### OBJECTIVE:
Could you write out all the items below again, swapping each "photo" for "image" and leaving everything else unchanged?

### INPUT FOR THIS TASK:
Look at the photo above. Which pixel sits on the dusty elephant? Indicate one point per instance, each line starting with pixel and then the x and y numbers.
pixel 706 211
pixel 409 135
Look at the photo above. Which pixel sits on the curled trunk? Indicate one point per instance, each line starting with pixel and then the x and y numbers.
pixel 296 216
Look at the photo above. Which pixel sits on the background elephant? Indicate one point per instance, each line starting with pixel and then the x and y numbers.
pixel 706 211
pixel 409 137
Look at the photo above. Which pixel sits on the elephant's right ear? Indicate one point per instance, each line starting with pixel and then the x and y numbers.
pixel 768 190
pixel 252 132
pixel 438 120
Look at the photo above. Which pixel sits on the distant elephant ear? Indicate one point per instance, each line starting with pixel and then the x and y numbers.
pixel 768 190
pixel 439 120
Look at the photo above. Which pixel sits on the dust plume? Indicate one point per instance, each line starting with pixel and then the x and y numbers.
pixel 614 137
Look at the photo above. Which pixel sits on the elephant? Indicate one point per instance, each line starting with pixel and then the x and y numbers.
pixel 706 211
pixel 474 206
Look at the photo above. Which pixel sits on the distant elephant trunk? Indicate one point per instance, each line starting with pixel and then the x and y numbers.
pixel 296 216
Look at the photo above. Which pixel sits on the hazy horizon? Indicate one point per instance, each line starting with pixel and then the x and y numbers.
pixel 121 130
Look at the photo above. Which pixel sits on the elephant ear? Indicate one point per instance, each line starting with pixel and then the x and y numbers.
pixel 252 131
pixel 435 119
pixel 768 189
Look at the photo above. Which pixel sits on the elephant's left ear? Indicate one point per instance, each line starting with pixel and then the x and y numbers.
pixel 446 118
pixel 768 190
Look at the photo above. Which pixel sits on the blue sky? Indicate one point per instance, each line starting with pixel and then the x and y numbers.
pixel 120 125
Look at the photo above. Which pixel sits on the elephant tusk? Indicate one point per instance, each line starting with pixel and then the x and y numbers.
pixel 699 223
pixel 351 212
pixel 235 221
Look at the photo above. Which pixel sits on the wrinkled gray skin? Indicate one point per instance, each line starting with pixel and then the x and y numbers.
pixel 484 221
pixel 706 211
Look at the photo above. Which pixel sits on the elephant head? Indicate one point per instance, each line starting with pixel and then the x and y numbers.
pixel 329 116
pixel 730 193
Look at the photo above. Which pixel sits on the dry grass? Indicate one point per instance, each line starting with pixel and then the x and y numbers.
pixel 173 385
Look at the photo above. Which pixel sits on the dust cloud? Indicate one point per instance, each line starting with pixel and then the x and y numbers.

### OUTPUT:
Look at the image above. Which pixel sits on the dusty elephant? Indicate one point per instance, each line starting with pixel and then the x and y numbers.
pixel 706 211
pixel 409 135
Look at the image above. Which pixel sits on the curled trunk? Indicate one point per instance, each line starting with pixel and then the x and y numbers.
pixel 296 216
Look at the image above. Which pixel sits on the background elephant? Indicate one point per instance, each line starting with pixel and then the x and y numbers.
pixel 706 211
pixel 409 137
Look at the image above. Which pixel sits on the elephant's right ear? Indicate one point per instance, each line starting with pixel and then the x and y numbers.
pixel 768 190
pixel 252 132
pixel 438 120
Look at the image above. Which pixel sits on the distant elephant ear? Indicate one point per instance, each line starting with pixel and then the x and y numbers.
pixel 768 190
pixel 439 120
Look at the image above. Which pixel sits on the dust plume? Indicate one point per instance, each line starting with pixel and then the x and y numbers.
pixel 614 137
Look at the image above. Which pixel sits on the elephant? Indicate one point per instance, each line starting with pixel and then the x and y numbers.
pixel 706 211
pixel 474 206
Look at the image above. Which pixel sits on the distant elephant trunk? Indicate one point per instance, each line starting with pixel and then the x and y numbers.
pixel 296 216
Look at the image above. Which pixel sits on the hazy horizon? Indicate one point per instance, each line starting with pixel and then the x and y numbers.
pixel 121 130
Look at the image above. Which pixel sits on the elephant ear? Indicate one point per instance, each line starting with pixel and then the x and y numbers.
pixel 252 131
pixel 435 119
pixel 768 189
Look at the image above. Which pixel sits on the elephant's left ear? Indicate one point per instance, each line starting with pixel and then the x and y numbers.
pixel 446 118
pixel 768 190
Look at the image above. Which pixel sits on the blue sky? Indicate one point per instance, each line starting with pixel and then the x and y numbers.
pixel 120 125
Look at the image above. Which pixel sits on the elephant tusk? Indicate one point per instance, each line starting with pixel and then the x and y numbers.
pixel 699 223
pixel 351 212
pixel 235 221
Look at the image above. Which pixel sits on the wrinkled gray skin? Indicate one point per instance, each line starting with pixel and then the x and y numbers.
pixel 484 221
pixel 706 211
Look at the image above. Which pixel sits on the elephant head? Indicate one point per instance, each line starting with pixel and then the x and y numbers.
pixel 329 116
pixel 730 193
Look at the image above. Which pixel sits on the dry grass? Indicate one point per instance, each line starting with pixel and then the x and y numbers.
pixel 173 385
Look at the image above. Which pixel sits on the dust cloud? Indicate one point per instance, each line starting with pixel and then the x and y numbers.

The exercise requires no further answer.